Progressive Voices

The Estate Tax: Serving the Common Good

Monday, March 24th, 2008

By Elaine Mejia

Seven out of a thousand. No, that’s not the odds that the state capitol will return to the town of Edenton where it was originally. It’s the percent of deaths in North Carolina that result in estate tax liability. That’s according to a new study by the Institute on Taxation and Economic Policy. The study looked at the number of estates in each state that were subject to an estate tax in 2006. In that year, the latest for which data is available, 523, less than 1%, of the North Carolinians that died left behind estates that were subject to tax.

Under current law, estates valued at more than $2 million for individuals and $4 million for couples are subject to the federal estate tax. The tax is paid only on the portion of the estate that exceeds the minimum minus anything left to a spouse or given to charity. The rate schedule is then graduated, ranging from 18% for the initial amount of taxable wealth to 46% on the very highest amounts.

The federal government established the estate tax in 1916 to “break up the swollen fortunes of the rich,” according to FDR. Federal and state estate taxes have played an important role in reducing the passage of concentrated wealth from one generation to the next. This function is as important today as it was back then. The wealth gap between the rich and the poor in the United States is at its greatest level since 1929. The wealthiest 1% of Americans own roughly one-third of the wealth nationwide - more than the poorest 90 percent put together.

Over the last several years the federal government has been slowly phasing out the federal estate tax by increasing the minimum amount of estate required before a tax is owed and reducing the top rate. Under a bizarre scenario, the tax is slated to disappear entirely in 2010 but then return in 2011 with the exemption level and rates that were in place before the phase-out began – that is at $1 million and 55% respectively.
+ + + + + + +
What this task involves: Reproduce everything from "The Estate Tax: Serving" down to "subject to tax." in the estate tax article above, word for word.

Given entries:
+ + + + + + +
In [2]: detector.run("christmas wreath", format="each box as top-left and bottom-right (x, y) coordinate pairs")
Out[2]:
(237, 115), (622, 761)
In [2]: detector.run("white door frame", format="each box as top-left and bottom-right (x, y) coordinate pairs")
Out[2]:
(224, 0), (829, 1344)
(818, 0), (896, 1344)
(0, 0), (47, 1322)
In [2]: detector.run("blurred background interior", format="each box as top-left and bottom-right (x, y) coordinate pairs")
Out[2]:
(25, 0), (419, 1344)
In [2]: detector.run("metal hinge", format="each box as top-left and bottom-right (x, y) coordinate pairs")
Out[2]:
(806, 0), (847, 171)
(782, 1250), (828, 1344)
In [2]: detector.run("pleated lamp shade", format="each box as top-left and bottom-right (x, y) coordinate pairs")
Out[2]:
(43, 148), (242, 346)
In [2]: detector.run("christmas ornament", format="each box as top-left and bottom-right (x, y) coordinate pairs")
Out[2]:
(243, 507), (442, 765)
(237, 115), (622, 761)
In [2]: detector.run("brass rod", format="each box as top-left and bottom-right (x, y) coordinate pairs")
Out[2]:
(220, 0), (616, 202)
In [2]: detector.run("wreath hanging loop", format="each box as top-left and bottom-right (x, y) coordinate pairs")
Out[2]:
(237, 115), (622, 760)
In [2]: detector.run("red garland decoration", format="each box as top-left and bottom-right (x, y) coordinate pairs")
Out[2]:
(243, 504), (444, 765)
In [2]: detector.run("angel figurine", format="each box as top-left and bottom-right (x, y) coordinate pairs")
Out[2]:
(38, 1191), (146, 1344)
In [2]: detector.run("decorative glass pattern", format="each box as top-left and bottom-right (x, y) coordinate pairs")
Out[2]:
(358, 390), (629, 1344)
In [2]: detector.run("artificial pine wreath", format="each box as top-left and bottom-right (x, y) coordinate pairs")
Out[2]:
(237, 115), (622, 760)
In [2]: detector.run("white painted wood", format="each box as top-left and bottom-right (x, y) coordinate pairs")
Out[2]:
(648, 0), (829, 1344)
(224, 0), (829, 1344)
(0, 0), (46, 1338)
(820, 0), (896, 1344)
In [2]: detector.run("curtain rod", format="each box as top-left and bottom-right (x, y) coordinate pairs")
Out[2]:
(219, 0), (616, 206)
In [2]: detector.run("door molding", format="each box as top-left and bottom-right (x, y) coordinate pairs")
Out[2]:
+ + + + + + +
Result of the task:
The Estate Tax: Serving the Common Good

Monday, March 24th, 2008

By Elaine Mejia

Seven out of a thousand. No, that’s not the odds that the state capitol will return to the town of Edenton where it was originally. It’s the percent of deaths in North Carolina that result in estate tax liability. That’s according to a new study by the Institute on Taxation and Economic Policy. The study looked at the number of estates in each state that were subject to an estate tax in 2006. In that year, the latest for which data is available, 523, less than 1%, of the North Carolinians that died left behind estates that were subject to tax.